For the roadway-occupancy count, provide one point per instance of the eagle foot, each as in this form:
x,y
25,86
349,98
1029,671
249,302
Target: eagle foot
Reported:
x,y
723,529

——————————

WHAT YOU WILL DO ▸
Rewrite the lines above as a numbered list, leaving out any blank lines.

RESPONSE TO THIS EXERCISE ▸
1. For the roadway-occupancy count, provide one point per instance of the eagle foot, each as in this form:
2. x,y
3. 25,86
4. 349,98
5. 1029,671
6. 249,302
7. Target: eagle foot
8. Reported:
9. x,y
10. 723,529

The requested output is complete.